-- Dataset start --
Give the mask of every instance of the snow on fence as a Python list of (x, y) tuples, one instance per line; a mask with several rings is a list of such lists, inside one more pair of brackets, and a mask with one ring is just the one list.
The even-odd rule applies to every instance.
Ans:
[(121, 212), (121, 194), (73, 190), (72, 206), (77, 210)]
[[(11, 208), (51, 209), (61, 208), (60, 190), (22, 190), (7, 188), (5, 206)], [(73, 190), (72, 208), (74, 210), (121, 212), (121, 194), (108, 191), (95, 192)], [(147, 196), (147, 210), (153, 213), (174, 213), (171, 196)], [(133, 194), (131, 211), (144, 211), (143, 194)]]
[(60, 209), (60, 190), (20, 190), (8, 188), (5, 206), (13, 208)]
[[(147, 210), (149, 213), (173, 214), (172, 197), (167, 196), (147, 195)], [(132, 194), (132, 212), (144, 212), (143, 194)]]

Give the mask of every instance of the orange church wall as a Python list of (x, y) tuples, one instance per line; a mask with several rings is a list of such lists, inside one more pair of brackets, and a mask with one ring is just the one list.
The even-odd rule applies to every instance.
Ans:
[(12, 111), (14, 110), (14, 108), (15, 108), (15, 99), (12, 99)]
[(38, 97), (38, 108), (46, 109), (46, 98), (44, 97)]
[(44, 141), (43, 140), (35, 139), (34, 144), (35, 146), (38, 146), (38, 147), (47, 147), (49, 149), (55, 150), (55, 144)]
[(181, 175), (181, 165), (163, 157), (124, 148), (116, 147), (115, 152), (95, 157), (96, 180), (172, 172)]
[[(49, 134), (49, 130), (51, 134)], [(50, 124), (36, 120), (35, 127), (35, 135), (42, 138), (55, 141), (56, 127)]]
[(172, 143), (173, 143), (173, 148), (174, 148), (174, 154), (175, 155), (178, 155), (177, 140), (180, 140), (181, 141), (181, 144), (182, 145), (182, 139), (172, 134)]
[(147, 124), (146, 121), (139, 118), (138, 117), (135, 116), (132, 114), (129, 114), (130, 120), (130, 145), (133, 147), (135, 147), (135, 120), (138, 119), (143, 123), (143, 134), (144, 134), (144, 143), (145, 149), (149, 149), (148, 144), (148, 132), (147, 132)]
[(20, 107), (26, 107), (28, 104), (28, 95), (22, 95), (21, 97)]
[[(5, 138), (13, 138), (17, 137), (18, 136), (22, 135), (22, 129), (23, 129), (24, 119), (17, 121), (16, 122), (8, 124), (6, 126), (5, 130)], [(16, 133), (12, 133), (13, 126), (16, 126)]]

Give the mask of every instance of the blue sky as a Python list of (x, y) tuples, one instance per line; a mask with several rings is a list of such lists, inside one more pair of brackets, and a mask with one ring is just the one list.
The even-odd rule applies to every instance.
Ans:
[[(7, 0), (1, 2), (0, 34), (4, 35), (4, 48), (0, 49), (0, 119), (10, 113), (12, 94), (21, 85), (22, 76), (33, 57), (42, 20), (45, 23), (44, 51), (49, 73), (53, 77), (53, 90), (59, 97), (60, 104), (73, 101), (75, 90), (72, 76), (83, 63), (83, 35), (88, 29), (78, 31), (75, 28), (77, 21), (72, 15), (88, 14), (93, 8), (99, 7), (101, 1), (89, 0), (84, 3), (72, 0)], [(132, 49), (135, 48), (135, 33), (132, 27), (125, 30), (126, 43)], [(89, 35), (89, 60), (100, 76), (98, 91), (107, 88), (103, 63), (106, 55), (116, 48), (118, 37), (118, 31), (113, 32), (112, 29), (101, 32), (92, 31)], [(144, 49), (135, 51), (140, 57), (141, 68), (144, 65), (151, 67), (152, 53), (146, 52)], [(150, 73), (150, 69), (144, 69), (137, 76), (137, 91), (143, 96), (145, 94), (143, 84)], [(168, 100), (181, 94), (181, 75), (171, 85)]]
-- Dataset end --
◆ Problem statement
Reproduce all the entries above, swapping "even-odd rule" for "nonzero winding rule" wherever it occurs and keeping everything else the same.

◆ Task answer
Give the mask of every instance of the snow on fence as a Python list of (x, y) tuples, one instance per line; a mask with several rings is a list of such lists, inside one more pair of brackets, and a mask with one ring is just the one list.
The nonzero winding rule applies to every instance.
Ans:
[(121, 212), (121, 194), (73, 190), (72, 206), (77, 210)]
[[(11, 208), (51, 209), (61, 208), (60, 190), (22, 190), (7, 188), (5, 206)], [(73, 190), (72, 208), (74, 210), (121, 212), (121, 194), (108, 191), (95, 192)], [(147, 196), (147, 210), (153, 213), (174, 213), (171, 196)], [(133, 194), (131, 211), (144, 211), (143, 194)]]
[(60, 209), (60, 190), (20, 190), (8, 188), (5, 206), (13, 208)]
[[(147, 210), (149, 213), (173, 214), (172, 197), (167, 196), (147, 195)], [(132, 194), (132, 212), (144, 212), (143, 194)]]

Give the mask of every instance of the orange church wall as a Python list of (x, y) tuples, one instance per line; a mask with several rings is a list of such lists, inside one more pair of brackets, and a mask with one ring is just the one list.
The nonzero winding rule applies to every instance.
Ans:
[(12, 111), (14, 110), (14, 108), (15, 108), (15, 99), (12, 99)]
[(38, 97), (38, 108), (46, 109), (46, 98), (44, 97)]
[(44, 141), (43, 140), (35, 139), (34, 144), (35, 146), (38, 146), (38, 147), (47, 147), (49, 149), (55, 150), (55, 144)]
[(181, 175), (181, 165), (163, 157), (124, 148), (116, 147), (115, 152), (95, 157), (96, 180), (172, 172)]
[[(49, 134), (49, 130), (51, 134)], [(50, 124), (36, 120), (35, 127), (35, 135), (42, 138), (55, 141), (56, 127)]]
[(172, 143), (173, 143), (173, 148), (174, 148), (174, 154), (175, 155), (178, 155), (177, 140), (180, 140), (181, 141), (181, 144), (182, 145), (182, 139), (172, 134)]
[(147, 124), (146, 121), (139, 118), (138, 117), (135, 116), (132, 114), (129, 114), (130, 120), (130, 145), (133, 147), (135, 147), (135, 120), (138, 119), (143, 123), (143, 134), (144, 134), (144, 143), (145, 149), (149, 149), (148, 144), (148, 132), (147, 132)]
[(20, 107), (26, 107), (28, 104), (28, 95), (22, 95), (21, 97)]
[[(5, 138), (13, 138), (17, 137), (18, 136), (22, 135), (22, 129), (23, 129), (24, 119), (17, 121), (16, 122), (8, 124), (6, 126), (5, 130)], [(16, 133), (12, 133), (13, 126), (16, 126)]]

Give the mask of every instance of the blue sky as a Python list of (x, y) tuples, one instance per line; a mask with several rings is a list of such lists, inside one more pair of brackets, and a mask with one ring is just the one list.
The nonzero winding rule applies to every instance.
Ans:
[[(7, 0), (1, 2), (0, 34), (4, 35), (4, 48), (0, 49), (0, 119), (10, 113), (12, 94), (21, 85), (22, 76), (33, 57), (42, 20), (45, 23), (44, 51), (49, 73), (53, 77), (53, 90), (59, 97), (60, 104), (73, 101), (75, 90), (72, 76), (83, 63), (83, 35), (88, 29), (78, 31), (75, 28), (77, 21), (72, 15), (88, 14), (93, 8), (99, 7), (101, 1), (89, 0), (84, 3), (72, 0)], [(132, 49), (135, 48), (135, 33), (132, 27), (125, 30), (126, 43)], [(89, 35), (89, 60), (100, 76), (98, 91), (107, 88), (103, 63), (106, 55), (116, 48), (118, 37), (118, 31), (113, 32), (112, 29), (101, 32), (92, 31)], [(144, 49), (135, 51), (140, 57), (141, 68), (144, 65), (151, 67), (152, 53), (146, 52)], [(150, 73), (150, 69), (144, 69), (137, 76), (137, 91), (143, 96), (145, 94), (143, 84)], [(168, 100), (181, 94), (181, 75), (171, 85)]]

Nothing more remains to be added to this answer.